[Material to process Boundary: Start]

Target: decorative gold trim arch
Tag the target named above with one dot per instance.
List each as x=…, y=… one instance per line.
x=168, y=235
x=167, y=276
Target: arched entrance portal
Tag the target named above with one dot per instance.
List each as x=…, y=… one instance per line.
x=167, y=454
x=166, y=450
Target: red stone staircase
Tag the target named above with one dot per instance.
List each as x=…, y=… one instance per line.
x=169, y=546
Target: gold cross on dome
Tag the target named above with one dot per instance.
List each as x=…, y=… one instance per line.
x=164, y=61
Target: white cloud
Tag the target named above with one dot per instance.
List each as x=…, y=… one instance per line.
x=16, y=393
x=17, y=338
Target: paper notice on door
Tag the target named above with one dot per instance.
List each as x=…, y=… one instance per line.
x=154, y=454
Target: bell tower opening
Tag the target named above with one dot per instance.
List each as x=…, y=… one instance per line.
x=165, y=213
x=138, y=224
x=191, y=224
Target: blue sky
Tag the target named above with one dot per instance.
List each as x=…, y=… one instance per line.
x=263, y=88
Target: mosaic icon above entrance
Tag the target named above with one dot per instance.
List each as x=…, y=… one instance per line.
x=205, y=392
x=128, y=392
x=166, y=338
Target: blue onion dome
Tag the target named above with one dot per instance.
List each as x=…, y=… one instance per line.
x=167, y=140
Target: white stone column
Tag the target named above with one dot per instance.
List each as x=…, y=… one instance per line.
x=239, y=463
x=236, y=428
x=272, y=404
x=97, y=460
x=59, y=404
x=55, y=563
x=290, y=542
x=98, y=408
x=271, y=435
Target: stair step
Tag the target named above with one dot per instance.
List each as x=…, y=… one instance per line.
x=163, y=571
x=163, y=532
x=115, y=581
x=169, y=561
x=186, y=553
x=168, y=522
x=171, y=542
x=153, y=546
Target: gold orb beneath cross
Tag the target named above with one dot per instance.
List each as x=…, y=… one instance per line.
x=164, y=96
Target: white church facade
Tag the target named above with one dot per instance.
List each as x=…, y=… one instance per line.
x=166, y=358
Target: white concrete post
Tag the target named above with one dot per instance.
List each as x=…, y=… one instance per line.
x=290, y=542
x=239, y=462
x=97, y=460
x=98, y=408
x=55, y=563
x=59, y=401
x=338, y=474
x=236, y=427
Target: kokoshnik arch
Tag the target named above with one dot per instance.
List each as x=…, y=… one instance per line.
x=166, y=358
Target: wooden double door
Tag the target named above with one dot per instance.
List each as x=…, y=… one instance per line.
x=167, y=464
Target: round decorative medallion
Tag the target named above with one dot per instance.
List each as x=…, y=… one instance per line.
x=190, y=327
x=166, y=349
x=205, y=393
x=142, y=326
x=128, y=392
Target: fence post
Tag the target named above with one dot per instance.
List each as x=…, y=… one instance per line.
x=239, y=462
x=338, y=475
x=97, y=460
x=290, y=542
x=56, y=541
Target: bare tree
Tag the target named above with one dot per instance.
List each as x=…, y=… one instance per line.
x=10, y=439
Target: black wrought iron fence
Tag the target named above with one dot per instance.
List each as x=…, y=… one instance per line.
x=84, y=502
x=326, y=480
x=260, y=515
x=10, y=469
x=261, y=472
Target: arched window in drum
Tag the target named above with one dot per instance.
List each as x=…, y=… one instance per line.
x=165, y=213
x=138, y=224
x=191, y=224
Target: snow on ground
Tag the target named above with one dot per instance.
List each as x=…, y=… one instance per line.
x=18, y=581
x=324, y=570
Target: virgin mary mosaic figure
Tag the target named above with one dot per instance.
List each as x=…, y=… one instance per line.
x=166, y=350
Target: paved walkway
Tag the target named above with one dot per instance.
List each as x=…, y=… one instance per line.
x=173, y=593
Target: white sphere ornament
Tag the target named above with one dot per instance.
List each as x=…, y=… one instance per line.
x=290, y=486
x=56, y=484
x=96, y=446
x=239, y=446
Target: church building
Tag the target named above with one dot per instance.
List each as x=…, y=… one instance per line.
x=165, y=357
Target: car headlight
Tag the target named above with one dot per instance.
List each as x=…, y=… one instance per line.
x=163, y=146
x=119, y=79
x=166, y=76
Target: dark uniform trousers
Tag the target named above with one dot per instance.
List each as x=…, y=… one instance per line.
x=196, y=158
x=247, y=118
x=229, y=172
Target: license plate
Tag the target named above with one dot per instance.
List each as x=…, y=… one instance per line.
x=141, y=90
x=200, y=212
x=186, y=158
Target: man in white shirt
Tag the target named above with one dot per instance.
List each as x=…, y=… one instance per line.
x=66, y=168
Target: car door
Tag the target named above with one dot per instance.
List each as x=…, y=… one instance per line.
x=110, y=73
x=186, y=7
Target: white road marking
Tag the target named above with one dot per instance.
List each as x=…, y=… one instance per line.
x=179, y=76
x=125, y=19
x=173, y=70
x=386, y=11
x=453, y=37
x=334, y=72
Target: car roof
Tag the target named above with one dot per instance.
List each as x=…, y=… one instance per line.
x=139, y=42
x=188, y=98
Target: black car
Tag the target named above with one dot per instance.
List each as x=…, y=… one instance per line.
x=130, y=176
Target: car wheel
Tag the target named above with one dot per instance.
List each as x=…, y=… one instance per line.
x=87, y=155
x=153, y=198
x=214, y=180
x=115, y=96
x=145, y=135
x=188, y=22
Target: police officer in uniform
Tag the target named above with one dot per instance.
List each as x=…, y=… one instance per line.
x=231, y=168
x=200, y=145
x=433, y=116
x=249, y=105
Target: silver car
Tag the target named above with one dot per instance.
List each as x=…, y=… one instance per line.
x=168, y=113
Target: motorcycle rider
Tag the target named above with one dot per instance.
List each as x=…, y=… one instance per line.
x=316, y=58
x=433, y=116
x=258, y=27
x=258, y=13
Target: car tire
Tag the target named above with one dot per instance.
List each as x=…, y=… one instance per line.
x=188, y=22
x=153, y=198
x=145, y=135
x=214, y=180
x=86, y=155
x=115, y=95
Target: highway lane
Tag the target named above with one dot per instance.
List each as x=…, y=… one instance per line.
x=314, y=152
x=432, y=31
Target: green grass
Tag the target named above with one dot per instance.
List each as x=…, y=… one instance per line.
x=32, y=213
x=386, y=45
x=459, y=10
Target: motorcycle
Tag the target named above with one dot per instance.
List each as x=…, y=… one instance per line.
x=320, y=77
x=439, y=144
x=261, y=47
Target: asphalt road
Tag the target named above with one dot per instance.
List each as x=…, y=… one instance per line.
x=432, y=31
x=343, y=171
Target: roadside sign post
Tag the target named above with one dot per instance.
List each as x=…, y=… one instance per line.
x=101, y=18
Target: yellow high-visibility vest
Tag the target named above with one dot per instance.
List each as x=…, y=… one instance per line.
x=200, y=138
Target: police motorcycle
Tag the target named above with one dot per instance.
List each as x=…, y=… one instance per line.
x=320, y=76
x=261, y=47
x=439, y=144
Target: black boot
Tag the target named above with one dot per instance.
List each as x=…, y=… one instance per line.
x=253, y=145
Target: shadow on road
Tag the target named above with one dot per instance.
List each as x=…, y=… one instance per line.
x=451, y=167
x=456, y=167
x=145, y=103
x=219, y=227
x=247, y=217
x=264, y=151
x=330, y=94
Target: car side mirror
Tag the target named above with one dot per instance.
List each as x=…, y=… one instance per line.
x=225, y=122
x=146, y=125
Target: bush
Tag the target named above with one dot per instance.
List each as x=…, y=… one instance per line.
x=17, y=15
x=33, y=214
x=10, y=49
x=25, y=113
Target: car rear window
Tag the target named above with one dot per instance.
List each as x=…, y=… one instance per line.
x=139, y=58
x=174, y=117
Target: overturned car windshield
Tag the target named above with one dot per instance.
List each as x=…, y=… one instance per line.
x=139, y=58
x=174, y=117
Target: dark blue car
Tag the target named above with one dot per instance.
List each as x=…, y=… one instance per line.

[Material to process Boundary: End]

• [Assigned task]
Output every entry exactly as it appears.

• [Answer for the task]
Target: decorative gold trim arch
Tag the target named above with one dot per instance.
List each as x=…, y=… one instance per line.
x=168, y=235
x=167, y=276
Target: arched entrance portal
Tag the target named above with one dot per instance.
List each as x=…, y=… one instance per line.
x=167, y=454
x=166, y=450
Target: red stone staircase
Tag the target named above with one dot per instance.
List each as x=…, y=… one instance per line.
x=169, y=546
Target: gold cross on dome
Tag the target named above with one dot per instance.
List each as x=…, y=… one instance per line.
x=164, y=61
Target: white cloud
Tag the target named above with one dot per instance.
List each as x=…, y=… one instance per line.
x=16, y=393
x=17, y=338
Target: paper notice on door
Tag the target named above with one dot per instance.
List each as x=…, y=… one instance per line.
x=154, y=454
Target: bell tower opening
Tag the target named above with one dot per instance.
List each as x=…, y=… one instance per line.
x=165, y=213
x=138, y=224
x=191, y=224
Target: blue sky
Tag the target named above with one dot per instance.
List each as x=…, y=… one instance per line.
x=263, y=88
Target: mosaic icon above entrance
Tag the target named above with one dot per instance.
List each as x=…, y=… one instance per line.
x=205, y=392
x=128, y=392
x=166, y=338
Target: blue onion dome
Tag the target named above with one dot per instance.
List each as x=…, y=… one instance per line.
x=167, y=140
Target: white stone column
Tag the target named above with one dot per instance.
List each as x=…, y=… one instance per line.
x=239, y=463
x=236, y=428
x=272, y=404
x=97, y=460
x=59, y=404
x=55, y=563
x=290, y=542
x=98, y=408
x=271, y=435
Target: stair step
Tag the target named above with one dot per instance.
List each as x=…, y=… one instance per line.
x=163, y=571
x=163, y=532
x=115, y=581
x=169, y=561
x=186, y=553
x=168, y=522
x=171, y=542
x=153, y=546
Target: gold orb beneath cross
Tag the target named above with one dot per instance.
List each as x=…, y=… one instance per line.
x=164, y=96
Target: white church facade
Tag the target named above with one dot per instance.
List each as x=…, y=… one instance per line.
x=166, y=358
Target: white concrete post
Tag the target named above with one dot per instance.
List each as x=…, y=… one instance per line.
x=290, y=542
x=239, y=462
x=97, y=460
x=98, y=408
x=55, y=563
x=59, y=401
x=338, y=474
x=236, y=427
Target: kokoshnik arch
Tag the target named above with one dot per instance.
List each as x=…, y=… one instance per line.
x=166, y=358
Target: wooden double door
Tag the target named above with one dot per instance.
List each as x=…, y=… one instance per line.
x=167, y=464
Target: round decorative medallion
Tag the target named above with one dot per instance.
List each as x=…, y=… one instance per line.
x=190, y=327
x=166, y=349
x=205, y=393
x=142, y=326
x=128, y=392
Target: fence post
Tag the target named above with one dot per instance.
List each as x=…, y=… one instance per line.
x=239, y=462
x=338, y=475
x=97, y=460
x=290, y=542
x=56, y=541
Target: bare tree
Tag the target named above with one dot per instance.
List each as x=…, y=… one instance per line.
x=10, y=439
Target: black wrought iron fence
Tag the target named above with one dot per instance.
List each as x=…, y=… one instance per line.
x=84, y=502
x=326, y=480
x=260, y=515
x=10, y=469
x=261, y=472
Target: arched window in drum
Tag the target named above with one dot per instance.
List each as x=…, y=… one instance per line.
x=165, y=213
x=138, y=224
x=191, y=224
Target: snow on ground
Tag the target named above with one dot per instance.
List each as x=…, y=… one instance per line.
x=18, y=581
x=324, y=570
Target: virgin mary mosaic figure
Tag the target named above with one dot per instance.
List each as x=…, y=… one instance per line.
x=166, y=350
Target: paved walkway
Tag the target named above with one dot per instance.
List each as x=…, y=… one instance per line.
x=173, y=593
Target: white sphere ornament
Tag the target named above with one dot per instance.
List each as x=…, y=… one instance per line.
x=290, y=486
x=56, y=484
x=96, y=446
x=239, y=446
Target: church building
Tag the target named above with one dot per instance.
List each as x=…, y=… one instance per line.
x=165, y=357
Target: car headlight
Tag the target named above with one dot per instance.
List each as x=…, y=… one instance per line.
x=163, y=146
x=119, y=79
x=166, y=76
Target: dark uniform trousers
Tag the target named above with one dot per instance.
List each as x=…, y=… one instance per line.
x=196, y=158
x=247, y=118
x=229, y=172
Target: license plate
Tag the target named above with one dot per instance.
List each as x=…, y=… one instance per line.
x=141, y=90
x=200, y=212
x=186, y=158
Target: man in white shirt
Tag the target named above with one dot per instance.
List each as x=…, y=… one instance per line.
x=66, y=168
Target: car door
Tag the target named above with one dot per instance.
List each as x=…, y=… one instance per line.
x=110, y=73
x=186, y=7
Target: white road marking
Tag the target named above with one dot per instance.
List each as x=…, y=… one instance per line.
x=179, y=76
x=125, y=19
x=173, y=70
x=386, y=11
x=453, y=37
x=334, y=72
Target: car roof
Tag the target named above with one dot per instance.
List each as x=…, y=… one instance per line.
x=139, y=42
x=188, y=98
Target: black car
Tag the target named above with one dot per instance.
List each as x=…, y=… one instance per line.
x=130, y=176
Target: car wheel
Tag the target named above with one dot per instance.
List each as x=…, y=… one instance per line.
x=87, y=155
x=153, y=198
x=214, y=180
x=115, y=96
x=145, y=135
x=188, y=22
Target: police officer in uniform
Tag the target named above with one dot per instance.
List each as x=…, y=… one instance per line.
x=231, y=168
x=200, y=145
x=433, y=116
x=249, y=105
Target: silver car
Tag the target named above with one dot per instance.
List each as x=…, y=… one instance per line.
x=168, y=113
Target: motorcycle rider
Tag the target named above with one dot per instance.
List each as x=…, y=… one instance per line.
x=316, y=58
x=433, y=116
x=258, y=27
x=258, y=13
Target: car tire
Tag the target named above with one dot per instance.
List each as x=…, y=… one instance per line.
x=188, y=22
x=153, y=198
x=145, y=135
x=214, y=180
x=86, y=155
x=115, y=95
Target: highway lane
Tag the target named above with one dot per instance.
List each as x=…, y=… one instance per line.
x=314, y=152
x=432, y=31
Target: green grass
Tag the target named above with one dot per instance.
List each as x=…, y=… one instance per line.
x=32, y=213
x=386, y=45
x=459, y=10
Target: motorcycle
Tag the target named above with one dot per instance.
List each as x=…, y=… one instance per line.
x=320, y=77
x=439, y=144
x=261, y=47
Target: asphalt road
Tag the target named above with one dot per instance.
List each as x=…, y=… one instance per line.
x=432, y=31
x=343, y=171
Target: roadside sign post
Tag the target named above with one dot per instance.
List each as x=…, y=… one instance per line.
x=101, y=18
Target: yellow high-visibility vest
Tag the target named above with one dot per instance.
List each as x=…, y=… one instance per line.
x=200, y=138
Target: police motorcycle
Tag the target named above with one dot per instance.
List each as x=…, y=… one instance per line.
x=320, y=76
x=261, y=47
x=439, y=144
Target: black boot
Tag the target named above with one dot per instance.
List each as x=…, y=… one instance per line.
x=253, y=145
Target: shadow on road
Tag the target named above with one dot per instance.
List each as x=…, y=… one instance per line.
x=451, y=167
x=456, y=167
x=145, y=103
x=219, y=227
x=247, y=217
x=264, y=151
x=330, y=94
Target: car side mirror
Tag the target named above with one dot per instance.
List each as x=…, y=… one instance per line.
x=225, y=122
x=146, y=125
Target: bush
Tag the target named above with one dot per instance.
List each as x=…, y=… one instance per line.
x=17, y=15
x=33, y=214
x=10, y=49
x=25, y=113
Target: car rear window
Tag the target named above with one dot per instance.
List each as x=…, y=… one instance per line.
x=139, y=58
x=174, y=117
Target: overturned car windshield
Tag the target named above with one dot per instance.
List each as x=…, y=… one instance per line.
x=139, y=58
x=174, y=117
Target: dark blue car
Tag the target named above with one dot per instance.
List each as x=…, y=… one instance per line.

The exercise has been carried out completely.